Your objective: Please repeat, word for word, the data between the line holding "segment: bird's tail feathers" and the line holding "M222 611L217 611L222", inclusive.

:: Input material ::

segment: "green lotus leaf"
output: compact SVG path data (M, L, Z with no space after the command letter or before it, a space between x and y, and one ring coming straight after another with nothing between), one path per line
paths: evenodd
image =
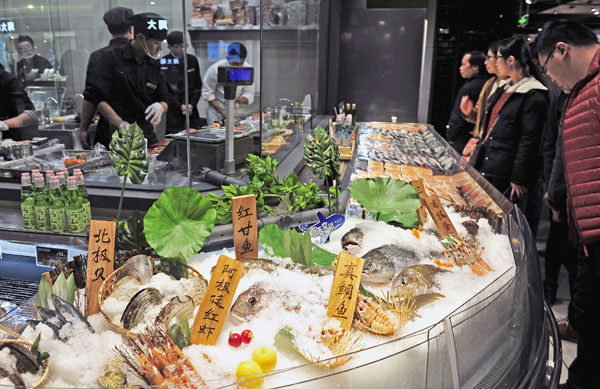
M417 190L409 183L391 178L361 178L350 184L350 195L376 220L394 221L405 227L419 225L421 205Z
M189 258L202 248L217 217L208 198L186 186L162 192L144 217L148 244L167 258Z
M109 157L117 174L127 176L134 184L141 184L148 173L146 142L142 129L133 123L129 128L121 127L112 135Z

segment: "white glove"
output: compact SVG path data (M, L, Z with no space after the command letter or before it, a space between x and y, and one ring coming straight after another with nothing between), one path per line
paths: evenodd
M146 120L149 120L155 126L160 124L160 119L165 110L163 109L160 103L152 103L146 108L144 111L146 115Z

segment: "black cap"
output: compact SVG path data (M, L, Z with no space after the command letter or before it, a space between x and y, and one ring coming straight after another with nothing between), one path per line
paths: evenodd
M133 33L143 34L146 38L165 40L169 32L167 20L154 12L144 12L131 18Z
M131 8L115 7L106 11L102 20L106 23L111 34L118 34L122 31L127 32L129 26L131 26L130 19L132 16L133 10Z
M183 44L183 32L181 31L173 31L167 35L167 43L172 45L182 45Z

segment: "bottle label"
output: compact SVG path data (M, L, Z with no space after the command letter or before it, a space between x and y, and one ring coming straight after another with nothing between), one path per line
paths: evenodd
M65 210L64 208L50 208L50 229L54 232L65 232Z
M83 229L86 229L90 226L90 221L92 219L92 209L90 208L90 202L85 201L83 204Z
M67 224L69 225L69 232L81 232L83 231L83 218L81 209L66 209Z
M35 228L35 208L33 204L21 204L21 213L23 214L23 227L27 229Z
M35 224L38 230L48 230L50 225L50 210L48 207L35 207Z

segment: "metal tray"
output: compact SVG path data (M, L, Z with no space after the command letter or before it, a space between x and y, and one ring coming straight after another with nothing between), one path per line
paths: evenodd
M254 131L233 131L234 138L243 138L245 136L250 136ZM177 134L167 135L173 139L187 139L187 130L178 132ZM203 142L203 143L221 143L225 142L225 130L215 129L215 128L204 128L197 131L190 132L190 140L194 142Z
M15 161L0 162L0 178L20 178L22 173L31 172L33 169L40 169L40 172L45 172L48 169L58 170L65 167L63 161L66 157L76 158L81 153L81 150L60 150ZM94 166L94 163L104 160L105 157L108 158L108 153L100 159L70 166L67 171L69 174L73 174L73 170L77 168L82 169L82 171L89 170Z

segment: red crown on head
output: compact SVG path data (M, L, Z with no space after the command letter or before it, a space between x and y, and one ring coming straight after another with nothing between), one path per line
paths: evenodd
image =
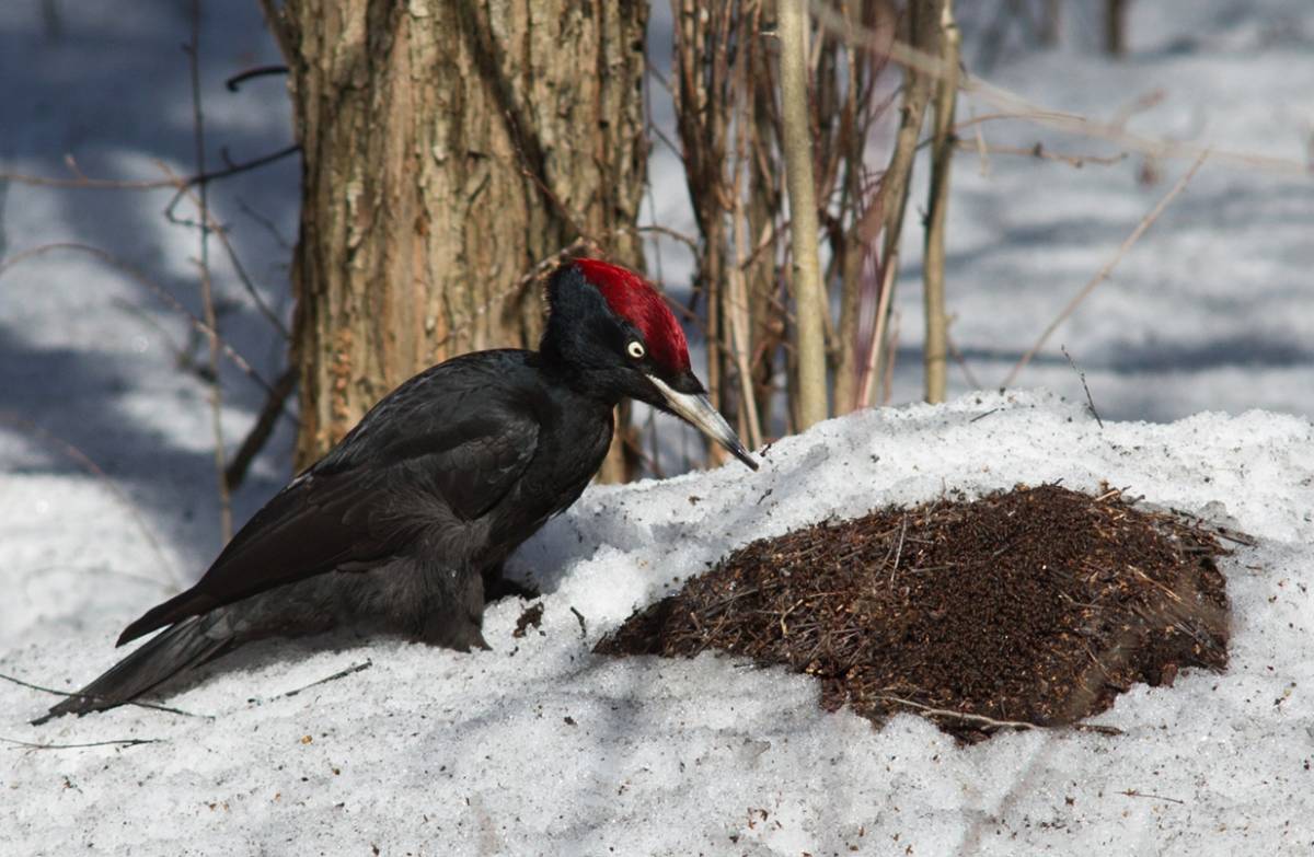
M689 343L666 300L633 271L599 259L576 259L574 266L620 315L639 329L654 363L669 372L689 371Z

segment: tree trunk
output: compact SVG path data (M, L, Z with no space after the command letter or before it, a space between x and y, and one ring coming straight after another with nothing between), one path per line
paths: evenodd
M799 426L804 431L827 418L825 288L817 248L816 184L808 129L807 0L781 0L781 114L784 130L784 180L790 201L794 331L799 371Z
M958 103L958 24L954 0L942 0L940 58L945 76L936 81L936 126L930 147L930 192L926 204L926 243L922 279L926 308L926 401L945 401L949 389L949 319L945 315L945 222L949 216L949 176L954 158L954 108Z
M646 4L288 0L298 465L465 351L533 346L527 272L578 238L641 266Z

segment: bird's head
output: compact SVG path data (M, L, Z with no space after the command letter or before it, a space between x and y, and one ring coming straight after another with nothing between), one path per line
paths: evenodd
M576 259L548 281L541 351L599 393L628 396L690 423L754 471L735 430L707 400L689 343L666 301L646 280L597 259Z

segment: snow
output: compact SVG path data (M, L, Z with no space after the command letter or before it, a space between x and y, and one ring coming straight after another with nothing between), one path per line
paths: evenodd
M59 34L43 30L41 4L0 7L5 170L60 175L71 151L93 176L152 179L155 158L189 171L176 50L187 14L164 0L139 5L125 16L58 4ZM205 18L212 149L227 145L234 159L290 139L276 79L222 91L229 74L276 62L255 5L210 4ZM1104 118L1162 88L1164 101L1133 117L1131 130L1307 156L1310 4L1131 9L1133 55L1122 63L1029 51L989 78ZM1093 17L1074 12L1074 41L1083 28ZM992 145L1113 151L1030 126L984 133ZM687 229L687 201L661 151L653 210ZM1155 164L1163 179L1148 187L1137 179L1142 166L1139 156L1072 170L995 155L982 175L975 158L959 159L949 298L953 335L983 386L997 384L1188 164ZM288 160L214 191L258 285L284 314L288 250L239 201L294 235L296 181ZM0 184L0 256L89 243L197 312L196 239L160 217L170 196ZM591 489L514 557L514 570L545 593L541 634L514 637L524 605L501 602L486 616L490 652L348 636L265 644L163 701L196 716L131 707L43 727L28 720L54 697L0 682L0 737L11 743L0 748L4 850L1310 853L1311 226L1307 179L1206 163L1022 375L1055 393L970 392L955 371L950 404L830 421L775 443L758 473L731 463ZM920 388L918 244L909 222L896 402ZM687 259L661 247L664 273L678 281ZM212 254L234 347L273 375L277 335ZM1102 428L1060 343L1087 372ZM0 275L0 673L76 689L113 662L124 624L217 551L206 386L179 369L179 350L204 351L133 276L84 254L54 251ZM231 367L223 380L231 440L263 393ZM289 444L285 423L237 497L239 519L286 478ZM1092 490L1106 480L1260 540L1222 563L1234 610L1227 673L1188 670L1171 689L1120 697L1096 722L1121 736L1035 731L963 748L911 715L878 730L825 714L811 680L779 670L714 655L590 653L633 607L750 539L951 489L1053 480ZM13 744L127 739L156 743Z
M545 591L541 634L515 639L523 603L499 602L491 652L343 637L256 647L170 697L204 716L120 708L28 727L50 697L7 691L7 739L159 743L8 751L4 783L21 799L5 803L5 825L22 853L292 841L298 853L1307 853L1311 448L1314 426L1296 417L1101 430L1084 406L1033 393L830 421L777 443L756 475L732 464L589 492L516 557ZM1227 673L1134 689L1097 718L1121 736L962 748L909 715L876 730L825 714L811 680L781 670L589 651L635 605L749 539L946 485L1060 478L1087 490L1109 480L1261 539L1223 561ZM7 509L17 493L30 489L5 489ZM63 602L29 597L43 591L51 610ZM108 640L150 594L102 589L92 616L63 602L68 614L11 637L0 672L74 687L113 661Z

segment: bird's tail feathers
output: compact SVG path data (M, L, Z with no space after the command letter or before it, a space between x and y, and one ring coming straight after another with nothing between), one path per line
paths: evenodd
M222 611L217 611L222 613ZM147 640L131 655L105 673L33 720L41 724L66 714L113 708L147 693L179 673L196 669L230 651L237 640L221 630L221 616L213 613L191 616Z

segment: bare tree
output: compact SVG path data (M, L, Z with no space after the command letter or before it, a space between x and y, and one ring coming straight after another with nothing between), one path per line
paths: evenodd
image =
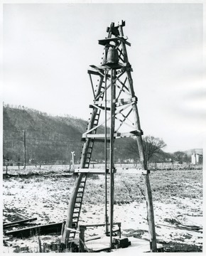
M146 136L143 138L143 149L145 159L148 163L149 160L153 156L158 156L161 153L161 149L166 146L166 144L162 139L156 138L153 136Z
M158 157L162 154L161 149L166 146L166 144L162 139L154 137L153 136L146 136L143 138L143 146L145 154L145 159L147 163L153 156ZM135 159L139 159L139 150L136 140L130 141L126 147L127 151L131 156Z
M178 162L182 162L185 158L185 153L180 151L175 151L173 153L173 158L175 161L178 161Z

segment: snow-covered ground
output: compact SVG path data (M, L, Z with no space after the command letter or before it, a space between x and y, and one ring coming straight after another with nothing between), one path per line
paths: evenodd
M28 218L36 217L34 222L48 224L61 222L66 218L69 188L65 178L50 177L44 181L41 178L18 178L11 177L4 180L4 222L8 222L15 213ZM156 238L158 242L202 245L202 230L193 230L185 228L189 225L202 227L202 201L199 198L172 197L168 203L153 201ZM114 205L114 222L121 223L122 235L130 238L134 246L138 244L134 238L148 239L146 202L136 201L129 204ZM82 206L80 223L97 224L104 222L104 204ZM177 223L182 224L177 227ZM101 235L104 228L91 228L85 231L85 236ZM40 236L41 243L55 242L60 236ZM148 242L146 241L146 242ZM28 251L38 252L39 242L37 236L28 239L11 238L9 246L4 246L4 252L16 252L16 248L28 247ZM145 241L143 242L145 242ZM26 249L25 249L26 250ZM137 250L137 248L136 248ZM22 250L23 251L23 250ZM28 248L26 249L28 251Z

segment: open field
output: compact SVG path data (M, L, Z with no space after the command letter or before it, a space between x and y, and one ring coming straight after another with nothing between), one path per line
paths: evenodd
M66 218L67 203L75 178L58 169L44 174L36 169L27 174L4 176L3 180L4 223L16 220L16 214L36 217L35 223L62 222ZM36 174L33 175L33 173ZM13 172L9 172L12 174ZM200 252L202 250L202 171L156 171L150 174L156 231L158 242L166 251ZM143 176L115 174L114 221L121 223L122 235L148 239L146 206ZM80 220L82 223L103 223L104 220L104 176L88 178ZM195 226L197 228L192 228ZM87 236L104 230L90 229ZM5 242L4 252L39 252L43 242L56 242L56 235L11 238ZM7 238L8 239L8 238ZM23 248L23 249L22 249Z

:::

Written solution:
segment: bird's tail feathers
output: compact SVG path data (M, L, Z with no space after the command letter or before it, a space between x and y, and one ring coming straight after another with nothing between), one path per line
paths: evenodd
M222 611L217 611L222 613ZM147 640L131 655L105 673L33 720L41 724L66 714L113 708L147 693L179 673L196 669L230 651L237 640L221 630L221 616L213 613L191 616Z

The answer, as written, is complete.